In the 1920s, actor and director Karel Lamač was among the few truly respected film personalities in Czechoslovakia. In 1925, the daily Český deník called him an artist whose work already guaranteed him a spot in the Pantheon of Czech cinema but who still had much more to offer.[1] Lamač was seen as a versatile artist and praised for his technical, aesthetic, acting and literary skills. The text also stresses that if we want to see more Czech films of exceptional quality, securing funds is an absolute necessity. Which is an obstacle Lamač and many short-lived production companies had to surmount. Despite the stabilisation of the industry and the increasing number of cinemas, domestic productions were still considered risky.
Period press had made it a habit to criticise Czech films, but between 1924 and 1925, the situation changed. In 1925, Film magazine published an article titled New Era of Czech Film.[2] It describes the increasing quality of local production with technical and narrative qualities reaching their peak. The titles listed as examples included the dynamic comedy Catch Him! (Chyťte ho, 1924), sometimes screened with an alternative title The Clumsy Burglar (Lupič nešika). The film was directed by Lamač, who also had the leading role, produced by AB and distributed by Gloriafilm. Catch Him! was premiered on 1 January 1925 and was promoted as an excellent new-year comedy.[3] In many aspects, it represents an inspiring intersection of the questions to what extent should Czech films resemble foreign productions and to what extent they should rely on their distinctiveness.
Devotion to New Art
In his memoirs, Václav Wasserman, a screenwriter and one of Lamač’s closest collaborators, confirms the increased interest in Czech films and praises White Paradise (Bílý ráj, 1924), a film which the distributors and cinema owners doubted would perform well.[4] According to Wasserman, it was only thanks to Lamač’s heroic and almost self-destructive efforts that the film made it through postproduction and appeared in the cinemas (it was premiered on 1 August 1924). He describes the busiest actor and filmmaker of his time – Lamač regularly worked abroad – as a passionate, ambitious and most of all steadfast artist. Lamač’s devotion to film is apparent from his short publication How to Write Film Libretto (Jak se píše filmové libretto) from 1921, where he lists several fundamental aspects and rules, whether he learned them somewhere or discovered them himself – several examples are given from The Lumberjack (Drvoštěp, 1922), which was his first preserved directorial project. Lamač wanted to adopt the style of Hollywood. He wrote dramatically tight narratives based on causality, the editing followed logical continuity and alternating scene sizes follow the ‘Griffith’ method. A compact and tight dramatic form was the most important element. Another repeating element in his silent films is the criminal motif he shared with several other filmmakers, some of whom – for instance, Martin Frič and Přemysl Pražský – continued working with him throughout the 1930s. But Lamač’s work stands out from the period production. His rigorous replication of American models was an exception. The film production back then was dominated by episodic and cyclical narratives. Catch Him! is a clear creative continuity. Lamač was commissioned with this project after he finished White Paradise, which was sold to UFA for international distribution. He managed to finish it in the four remaining months of the same year. It was the very first time the legendary ‘big four’ got together – director and leading man Lamač, leading lady Anny Ondráková, cinematographer Otto Heller and screenwriter Václav Wasserman. The First Republic film industry was built mainly on personal relationships and friendly groups of specific ‘creative groups.’ With each person listed above, Lamač fostered fruitful domestic and international collaboration.

WORK TO COMPLETE.
Carry on the text about Karel Lamač and his 1924 comedy Catch Him! from the point where it stops.

DATA LINES.
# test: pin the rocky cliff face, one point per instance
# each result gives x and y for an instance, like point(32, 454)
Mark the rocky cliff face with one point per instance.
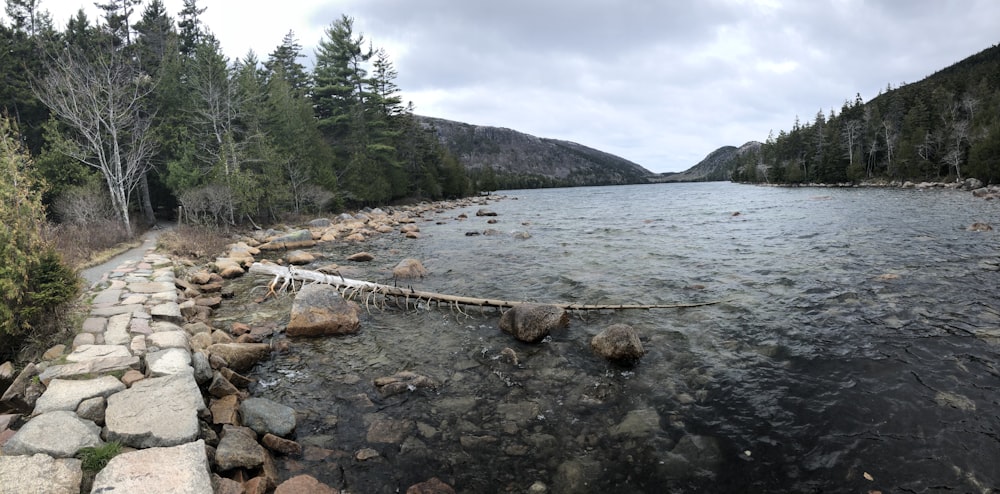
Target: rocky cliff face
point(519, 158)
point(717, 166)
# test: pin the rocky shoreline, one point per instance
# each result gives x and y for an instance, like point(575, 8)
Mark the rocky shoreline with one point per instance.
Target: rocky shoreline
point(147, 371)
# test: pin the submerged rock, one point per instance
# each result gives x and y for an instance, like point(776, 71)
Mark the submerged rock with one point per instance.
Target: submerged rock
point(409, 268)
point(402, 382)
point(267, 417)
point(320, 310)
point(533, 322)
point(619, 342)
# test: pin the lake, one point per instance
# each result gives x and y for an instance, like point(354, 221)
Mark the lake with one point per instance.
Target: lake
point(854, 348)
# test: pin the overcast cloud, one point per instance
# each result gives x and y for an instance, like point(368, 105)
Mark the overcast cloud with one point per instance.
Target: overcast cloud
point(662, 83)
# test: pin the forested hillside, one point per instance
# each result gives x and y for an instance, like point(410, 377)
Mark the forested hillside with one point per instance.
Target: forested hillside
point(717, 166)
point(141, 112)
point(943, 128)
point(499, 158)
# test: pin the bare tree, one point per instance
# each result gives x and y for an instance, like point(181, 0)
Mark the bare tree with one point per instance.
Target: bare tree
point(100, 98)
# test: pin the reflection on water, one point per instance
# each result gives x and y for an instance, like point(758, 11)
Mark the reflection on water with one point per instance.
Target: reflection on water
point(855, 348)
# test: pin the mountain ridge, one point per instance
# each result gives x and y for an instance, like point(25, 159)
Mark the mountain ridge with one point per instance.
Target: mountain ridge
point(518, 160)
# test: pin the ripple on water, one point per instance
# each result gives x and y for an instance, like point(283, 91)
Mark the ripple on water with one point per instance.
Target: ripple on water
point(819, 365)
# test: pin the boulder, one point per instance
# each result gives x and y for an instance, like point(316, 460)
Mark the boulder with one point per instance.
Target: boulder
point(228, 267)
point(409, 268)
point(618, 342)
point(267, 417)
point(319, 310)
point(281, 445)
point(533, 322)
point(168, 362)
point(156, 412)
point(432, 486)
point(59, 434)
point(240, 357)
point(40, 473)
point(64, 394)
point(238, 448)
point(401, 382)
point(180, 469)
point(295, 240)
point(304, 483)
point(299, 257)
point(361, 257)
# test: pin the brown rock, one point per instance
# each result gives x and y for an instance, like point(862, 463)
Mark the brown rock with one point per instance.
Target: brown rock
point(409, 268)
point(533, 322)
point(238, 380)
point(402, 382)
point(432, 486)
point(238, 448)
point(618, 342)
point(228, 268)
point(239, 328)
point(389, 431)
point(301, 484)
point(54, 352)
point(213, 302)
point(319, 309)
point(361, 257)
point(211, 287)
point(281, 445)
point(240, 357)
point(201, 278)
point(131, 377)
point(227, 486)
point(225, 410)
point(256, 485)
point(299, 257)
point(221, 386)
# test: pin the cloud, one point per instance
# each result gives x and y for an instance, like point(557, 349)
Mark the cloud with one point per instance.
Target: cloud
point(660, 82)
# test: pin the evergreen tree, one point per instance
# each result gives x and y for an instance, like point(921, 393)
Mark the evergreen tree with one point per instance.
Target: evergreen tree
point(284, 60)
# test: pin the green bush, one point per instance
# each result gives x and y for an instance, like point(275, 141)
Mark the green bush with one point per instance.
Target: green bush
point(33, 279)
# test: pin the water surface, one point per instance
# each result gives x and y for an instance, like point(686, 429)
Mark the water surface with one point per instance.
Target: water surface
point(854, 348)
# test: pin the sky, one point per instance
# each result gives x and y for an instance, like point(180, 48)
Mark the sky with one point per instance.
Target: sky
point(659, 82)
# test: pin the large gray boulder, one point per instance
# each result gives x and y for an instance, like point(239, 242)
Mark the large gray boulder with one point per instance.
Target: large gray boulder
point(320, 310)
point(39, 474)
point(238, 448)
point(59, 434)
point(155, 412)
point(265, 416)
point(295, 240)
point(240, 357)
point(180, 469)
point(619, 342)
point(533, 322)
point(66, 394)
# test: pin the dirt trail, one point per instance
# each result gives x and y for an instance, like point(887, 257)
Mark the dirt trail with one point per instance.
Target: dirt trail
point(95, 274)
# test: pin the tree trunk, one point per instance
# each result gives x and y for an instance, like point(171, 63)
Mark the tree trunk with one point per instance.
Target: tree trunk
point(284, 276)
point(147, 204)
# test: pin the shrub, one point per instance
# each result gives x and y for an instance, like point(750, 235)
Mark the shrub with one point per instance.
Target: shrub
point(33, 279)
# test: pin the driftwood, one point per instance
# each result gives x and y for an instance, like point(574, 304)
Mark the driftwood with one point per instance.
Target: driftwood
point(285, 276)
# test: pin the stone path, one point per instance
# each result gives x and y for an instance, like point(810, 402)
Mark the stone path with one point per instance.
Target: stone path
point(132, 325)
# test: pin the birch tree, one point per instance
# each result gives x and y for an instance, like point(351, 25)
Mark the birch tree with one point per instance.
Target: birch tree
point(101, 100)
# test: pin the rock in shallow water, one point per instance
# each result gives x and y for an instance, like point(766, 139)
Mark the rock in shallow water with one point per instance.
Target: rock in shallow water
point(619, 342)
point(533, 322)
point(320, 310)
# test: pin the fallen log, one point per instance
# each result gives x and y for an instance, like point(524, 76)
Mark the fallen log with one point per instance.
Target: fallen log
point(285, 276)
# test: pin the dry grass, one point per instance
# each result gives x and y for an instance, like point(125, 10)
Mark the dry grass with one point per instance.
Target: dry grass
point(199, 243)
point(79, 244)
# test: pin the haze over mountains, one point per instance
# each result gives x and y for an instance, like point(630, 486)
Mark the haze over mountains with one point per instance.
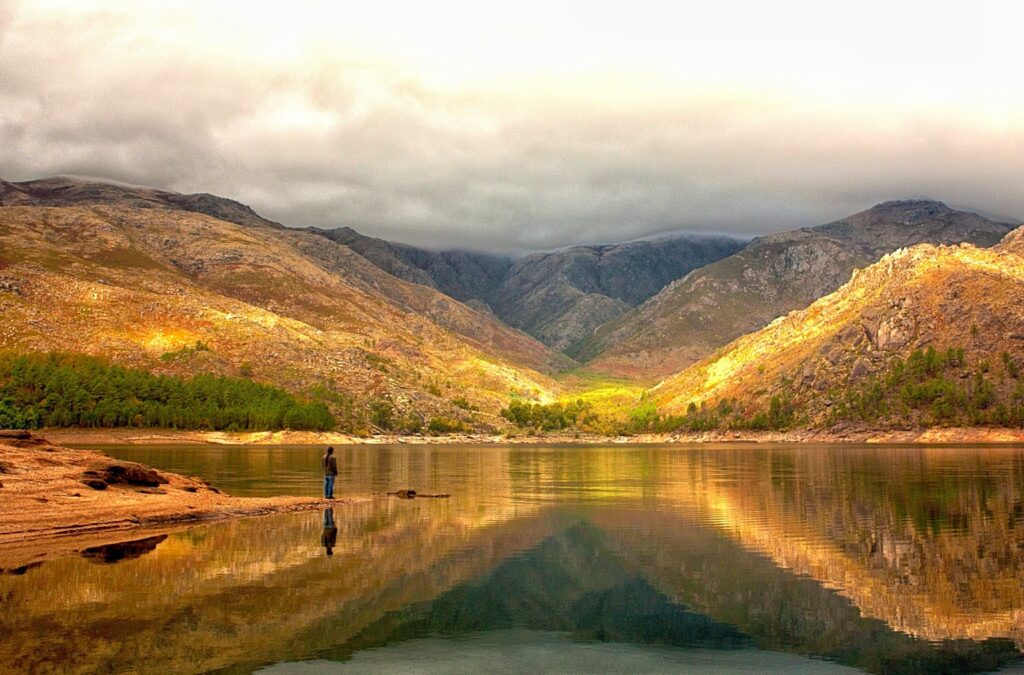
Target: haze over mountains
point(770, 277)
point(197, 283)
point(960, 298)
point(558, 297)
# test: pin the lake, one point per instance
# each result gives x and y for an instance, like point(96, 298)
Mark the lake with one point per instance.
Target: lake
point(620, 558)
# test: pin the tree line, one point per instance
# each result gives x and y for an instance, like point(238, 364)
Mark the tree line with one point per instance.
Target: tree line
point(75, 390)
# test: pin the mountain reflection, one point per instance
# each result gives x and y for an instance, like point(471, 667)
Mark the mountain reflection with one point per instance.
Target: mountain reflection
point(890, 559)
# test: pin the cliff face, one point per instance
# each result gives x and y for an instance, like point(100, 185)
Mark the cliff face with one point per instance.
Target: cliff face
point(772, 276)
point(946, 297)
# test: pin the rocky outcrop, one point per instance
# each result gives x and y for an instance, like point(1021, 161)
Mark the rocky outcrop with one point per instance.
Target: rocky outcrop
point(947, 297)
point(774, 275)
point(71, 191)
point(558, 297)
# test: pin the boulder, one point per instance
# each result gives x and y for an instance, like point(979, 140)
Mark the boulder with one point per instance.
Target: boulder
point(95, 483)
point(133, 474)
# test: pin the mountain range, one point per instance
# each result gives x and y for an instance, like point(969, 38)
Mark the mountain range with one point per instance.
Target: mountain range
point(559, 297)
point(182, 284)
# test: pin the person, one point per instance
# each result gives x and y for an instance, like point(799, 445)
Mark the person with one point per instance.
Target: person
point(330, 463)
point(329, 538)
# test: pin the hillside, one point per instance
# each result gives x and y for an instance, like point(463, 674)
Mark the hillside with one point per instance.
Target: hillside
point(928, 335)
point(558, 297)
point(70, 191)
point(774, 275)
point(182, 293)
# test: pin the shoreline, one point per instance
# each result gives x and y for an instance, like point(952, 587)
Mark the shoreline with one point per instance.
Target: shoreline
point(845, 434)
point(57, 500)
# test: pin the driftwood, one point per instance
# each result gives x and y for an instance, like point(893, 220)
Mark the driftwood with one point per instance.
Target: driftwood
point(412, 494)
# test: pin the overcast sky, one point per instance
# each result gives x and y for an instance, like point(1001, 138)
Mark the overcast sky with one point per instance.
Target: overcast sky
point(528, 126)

RIGHT ANSWER.
Narrative Ambition
Wasserman described the film as a variation on Harold Lloyd’s slapstick comedies. Before this film, Lamač appeared in comedies by Karl Anton, who regularly made slapstick comedies. He also made the situational comedy Gilly in Prague for the First Time (Gilly poprvé v Praze, 1920) where he explicitly cited and imitated Charlie Chaplin and the famous Keystone Cops. Chase scenes were an inseparable part of (not only) American slapsticks, and the dynamic action intertwined with surprising interaction with the environment was the main source of humour. Catch him! utilises the same and tested formula.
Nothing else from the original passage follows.